Extracted material
===============
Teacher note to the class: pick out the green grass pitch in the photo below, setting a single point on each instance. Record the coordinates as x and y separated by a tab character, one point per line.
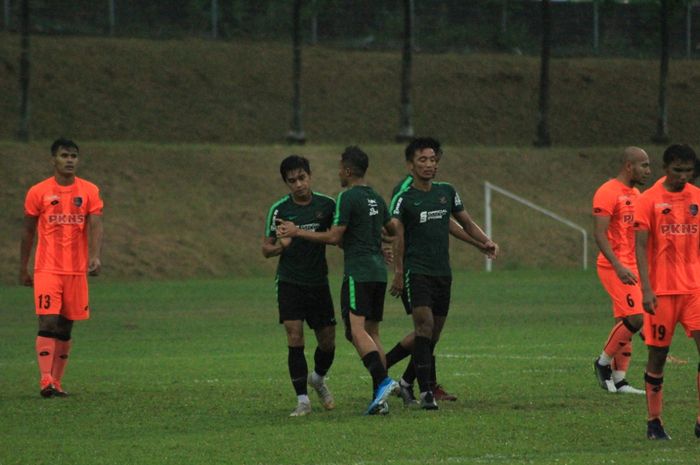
194	372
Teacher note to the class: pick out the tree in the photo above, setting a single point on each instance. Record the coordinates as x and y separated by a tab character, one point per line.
543	139
24	62
661	135
296	133
405	127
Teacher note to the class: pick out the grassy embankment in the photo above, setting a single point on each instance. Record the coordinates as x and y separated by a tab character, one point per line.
182	211
240	93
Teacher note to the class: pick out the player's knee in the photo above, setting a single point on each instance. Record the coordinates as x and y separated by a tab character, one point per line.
633	322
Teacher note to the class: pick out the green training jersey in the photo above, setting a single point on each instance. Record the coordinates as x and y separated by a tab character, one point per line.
363	212
426	220
303	262
400	187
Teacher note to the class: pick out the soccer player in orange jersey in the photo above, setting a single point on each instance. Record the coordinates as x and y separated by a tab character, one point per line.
667	225
613	215
65	212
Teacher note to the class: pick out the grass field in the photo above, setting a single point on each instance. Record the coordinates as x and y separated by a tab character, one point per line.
194	372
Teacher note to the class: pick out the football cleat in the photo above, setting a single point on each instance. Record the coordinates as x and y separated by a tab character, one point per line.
623	387
324	394
655	430
384	390
46	387
301	410
604	375
427	401
58	390
440	394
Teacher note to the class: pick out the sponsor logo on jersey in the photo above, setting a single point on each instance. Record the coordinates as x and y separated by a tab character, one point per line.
432	215
310	226
397	208
679	229
66	219
373	207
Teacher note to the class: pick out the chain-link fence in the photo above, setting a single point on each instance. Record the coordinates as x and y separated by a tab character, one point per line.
600	27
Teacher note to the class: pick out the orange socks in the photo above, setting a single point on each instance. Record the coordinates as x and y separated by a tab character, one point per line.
60	359
654	388
45	350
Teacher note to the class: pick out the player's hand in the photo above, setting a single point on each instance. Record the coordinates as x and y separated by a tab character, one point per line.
94	267
388	254
397	285
626	275
491	249
649	302
285	228
25	279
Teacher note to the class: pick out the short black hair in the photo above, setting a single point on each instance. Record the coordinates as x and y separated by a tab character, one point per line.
354	159
421	143
294	162
65	143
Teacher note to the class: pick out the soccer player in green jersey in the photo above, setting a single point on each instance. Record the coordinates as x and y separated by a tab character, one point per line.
303	293
404	348
422	212
360	215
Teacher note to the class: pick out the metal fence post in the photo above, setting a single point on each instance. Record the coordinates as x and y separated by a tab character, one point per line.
112	16
214	19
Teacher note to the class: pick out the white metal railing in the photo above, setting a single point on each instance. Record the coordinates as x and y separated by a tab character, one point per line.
488	188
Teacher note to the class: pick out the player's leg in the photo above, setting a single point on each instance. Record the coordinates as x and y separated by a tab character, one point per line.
658	334
404	347
48	295
696	336
441	305
291	302
296	363
64	328
422	356
401	350
623	356
616	352
323	359
75	307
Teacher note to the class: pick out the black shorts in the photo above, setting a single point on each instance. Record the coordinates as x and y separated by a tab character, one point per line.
310	303
363	299
427	291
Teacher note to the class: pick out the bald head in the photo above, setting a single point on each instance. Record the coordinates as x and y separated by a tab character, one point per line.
633	154
635	167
===============
Goal of the exercise
Repeat every record above exactly. The pictures do not belong in the copy.

Written answer
Teacher note to the class: pick out the green grass pitch in the photo below, setting a single point on each instance. Record the coordinates as x and y separated by a tab character, one point per line.
194	372
Teacher note to the class: pick out the tree in the photo above, setting a single point on each instance. Record the coordinates as x and y separated by a tab character, one point per line.
543	139
24	62
661	135
296	133
405	127
Teacher note to the class: pick out the grassy embankment in the photo above, setting a single point on each instance. Record the coordinates as x and y separated by a tab character, one point per line.
182	211
240	93
Teacher note to the class: pick out the player's knee in the photo above, setting a single point on each instance. Record the coordinates as x and y separated by a tab character, one point per line.
633	322
Teacher note to the class: pick out the green training jersey in the photo above, setting a single point on each instance. Record the coordinates as x and y separated by a tab character, one point per line.
363	212
426	220
303	262
400	187
Teacher note to the class: pick out the soccer player in orange jersey in the photo above, setting a single point on each instance. Record the coordinates as x and y separated by a tab character, one point per line.
667	225
613	215
65	212
Teacher note to the class: pick out the grass field in the photo above, setting a single point on each instance. Record the coordinates as x and y separated by a tab character, one point per line.
194	372
Teacher note to the class: pick out the football cleat in the photo above, setting a single point on each instance. Record the coordinates as x and y separated by a tab character, one point per line.
623	387
324	394
655	430
384	390
46	387
301	410
604	375
427	401
58	390
440	394
Teacher note to the class: pick out the sponsor logo on jersey in the photo above, setting a single point on each instance. Record the coordinates as x and y separated by a tab character, one point per line.
432	215
310	226
397	208
679	229
66	219
373	207
Teacher note to the class: pick out the chain-link fence in the photo above, setting a single point on each instance. Record the coordinates as x and y separated by a tab character, one point per line.
600	27
Teacher note to the class: pick out the orange socks in the photo above, setting a single point on each instance. Record the coordinates as x and y separated by a tab character, one point per line.
60	359
654	388
45	350
Teacher note to the class: pick out the player's hand in the photo above, setting a single point on each instance. Record the coordinates as x and y separated by a tab character, one point per line.
94	267
388	254
397	285
626	275
491	249
649	302
285	228
25	279
Teacher note to the class: pick out the short black hair in the photo above, setting a single point on each instance. Record the coordinates as x and y separated by a tab character, one point per line.
354	159
421	143
294	162
65	143
Teacher note to the class: pick out the soccer player in green jersey in the photo above, setting a single point on each instance. Record the coordinates as x and y separated by a tab character, one point per line.
303	293
404	348
422	212
360	215
Teacher note to the class: pick out the metal fence post in the photo above, setting a single point on each instance. Record the coordinates as x and y separated by a tab character, one point per line.
112	16
214	19
Teacher note to the class: pick out the white metal railing in the photo above, setting a single point on each instance. Record the coordinates as x and y separated by a tab character, one point per line.
488	188
Teacher note to the class: pick out the player's leg in the photo above, setting a single point on each instance. Record the coordinates as x and y separated by a tab character, one point per line.
658	334
404	347
48	295
696	336
441	305
291	302
296	363
64	328
422	356
401	350
623	356
616	352
323	359
75	307
Teacher note to the class: pick out the black shorts in the photo above, setting a single point on each instance. Record the coordinates as x and y separated by a tab character, one point per line.
310	303
363	299
427	291
Teacher note to the class: pick out the bald head in the photo above, setting a single point on each instance. Record the coordinates as x and y separated by a tab character, one point per line.
633	154
635	167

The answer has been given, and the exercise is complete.